▸ **EXERCISE TASKS**:
1/ In the passage on deadlock detection below, what do the places in the earlier Petri-net approach for active objects represent?
2/ Rewrite the paragraph of the deadlock detection passage that begins "Deadlock detection is traditionally concerned" as a short bulleted list that keeps its main facts.
3/ Write a continuation of the passage on deadlock detection, starting right after its final sentence.

▸ **QUOTED TEXT**:
(begin)

Deadlock detection is traditionally concerned with the usage of locks for thread-based concurrency. This line of work is surveyed in [23], which develops a type and effect system to capture lock manipulation for such a language. However, in active objects communication deadlocks are caused by call-cycles with synchronization, and the cooperative scheduling of ABS makes the analysis more complex. The problem has been studied using different approaches, including behavioral types [13], cost analysis [12], protocol specifications [21], and Petri nets [10] (discussed below). As the problem is undecidable and the approaches differ substantially, it is difficult to say exactly how they relate to each other in terms of strength of the proposed analyses. Petri nets and its extensions are popular formalisms to model and analyze systems with concurrency, communication and synchronization [22, 25]. Petri nets have in particular been applied to protocol and work flow analysis, but have also been used to study process algebra (e.g., [5, 7]), more recently including asynchronous communication [4]. Approaches which encode programming language features into Petri nets have been developed for Ada [15] and more recently for, e.g., Java [20], and for choreography languages like Orc [6]. In general, these approaches translate programs into nets such that the size of the program determines the size of the net and dynamic invocations or object creation cause difficulties. Previous work on deadlock analysis for active objects using Petri nets [10] follows a similar approach such that places represent locks on objects, futures, and processes. Transitions are introduced for each possible caller and callee to a method. To obtain a finite net, the approach abstracts from the actual number of futures such that the wrong future may be accessed in the Petri net. But if the net is deadlock free, so is the original active object program. In contrast to these approaches encoding a specific program as a net, our approach directly encodes the language semantics as a CPN and uses markings to define the concrete program; the colors of CPN are used to distinguish different method invocations and to create new objects and the size of the net itself is independent of the specific program.

(end)

▸ **DATA SHOWN**:
(begin)

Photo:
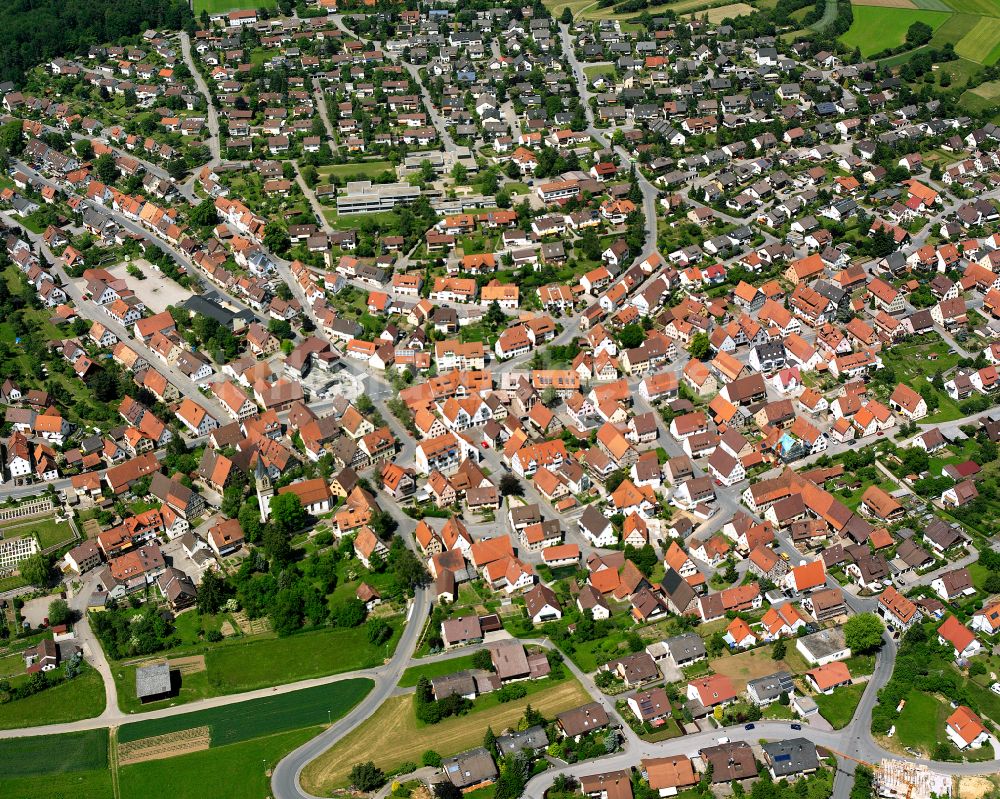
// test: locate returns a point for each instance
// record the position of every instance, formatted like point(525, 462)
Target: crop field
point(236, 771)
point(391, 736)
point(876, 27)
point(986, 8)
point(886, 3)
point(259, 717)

(end)
(begin)

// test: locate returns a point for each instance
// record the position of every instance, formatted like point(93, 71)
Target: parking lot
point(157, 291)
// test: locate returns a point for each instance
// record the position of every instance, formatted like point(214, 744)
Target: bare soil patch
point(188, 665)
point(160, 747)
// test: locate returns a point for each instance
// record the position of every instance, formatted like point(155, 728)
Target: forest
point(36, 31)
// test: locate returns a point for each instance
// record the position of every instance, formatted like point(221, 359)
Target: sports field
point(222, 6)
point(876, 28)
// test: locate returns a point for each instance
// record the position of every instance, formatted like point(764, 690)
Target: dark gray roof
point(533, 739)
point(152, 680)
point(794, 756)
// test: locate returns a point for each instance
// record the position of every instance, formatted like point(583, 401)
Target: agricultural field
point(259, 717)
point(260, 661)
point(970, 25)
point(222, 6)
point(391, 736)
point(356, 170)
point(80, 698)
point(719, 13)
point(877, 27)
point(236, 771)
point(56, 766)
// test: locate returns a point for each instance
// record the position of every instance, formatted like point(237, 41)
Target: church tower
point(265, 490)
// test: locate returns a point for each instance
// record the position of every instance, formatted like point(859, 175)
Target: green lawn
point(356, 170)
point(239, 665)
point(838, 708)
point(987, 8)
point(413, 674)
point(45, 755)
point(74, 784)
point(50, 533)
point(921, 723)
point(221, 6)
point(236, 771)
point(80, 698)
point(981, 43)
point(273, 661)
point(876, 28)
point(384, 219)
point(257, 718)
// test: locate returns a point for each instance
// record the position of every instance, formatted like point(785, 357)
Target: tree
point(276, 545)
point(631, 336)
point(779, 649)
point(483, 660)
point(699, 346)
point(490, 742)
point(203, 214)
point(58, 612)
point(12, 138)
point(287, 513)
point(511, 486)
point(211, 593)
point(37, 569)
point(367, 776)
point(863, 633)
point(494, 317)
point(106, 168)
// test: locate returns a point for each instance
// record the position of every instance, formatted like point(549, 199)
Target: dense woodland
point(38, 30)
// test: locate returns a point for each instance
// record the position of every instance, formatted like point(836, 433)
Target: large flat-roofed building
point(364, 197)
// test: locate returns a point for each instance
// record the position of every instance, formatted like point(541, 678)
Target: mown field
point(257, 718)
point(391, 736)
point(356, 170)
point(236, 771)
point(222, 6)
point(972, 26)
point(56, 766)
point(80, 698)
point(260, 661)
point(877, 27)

(end)

▸ **RESULTS**:
1/ They represent locks on objects, futures, and processes.

2/
- Deadlock detection has traditionally dealt with locks in thread-based concurrency. A survey of this work ([23]) develops a type and effect system for lock manipulation.
- In active objects, communication deadlocks come from call-cycles with synchronization. The cooperative scheduling of ABS makes analysis harder.
- Approaches to the problem include behavioral types, cost analysis, protocol specifications, and Petri nets. The problem is undecidable, so it is hard to compare how strong these analyses are.
- Petri nets and their extensions are popular for modeling concurrency, communication, and synchronization. They have been used for protocol and workflow analysis, process algebra, and asynchronous communication.
- Encodings of programming languages into Petri nets exist for Ada, Java, and Orc. In these encodings, program size determines net size, and dynamic invocations or object creation cause difficulties.
- Earlier Petri-net work on active objects uses places for locks on objects, futures, and processes, with transitions for each possible caller and callee. To keep the net finite, it abstracts from the number of futures, so the wrong future may be accessed. Still, a deadlock-free net means the program is deadlock free.
- The new approach encodes the language semantics directly as a CPN and defines the concrete program through markings. Colors distinguish method invocations and create new objects, so net size does not depend on the program.

3/
7 Conclusion

This paper proposes an encoding of the formal semantics of ABS as a net, such that a program is given as a marking for this net. Exploiting the colored tokens, our net can support dynamic program behavior. We provide a soundness proof for our encoding and show how a model checker for colored Petri nets can be used to analyze communication deadlock for active objects in ABS. Whereas this paper has focused on communication and synchronization for ABS programs, ABS supports the specification of real-time behavior, deployment architectures, and resource-aware systems [19]. Our next step is to extend the model to support these features, and explore the usage of colored Petri nets for resource analysis and to compare resource-management strategies for distributed ABS programs.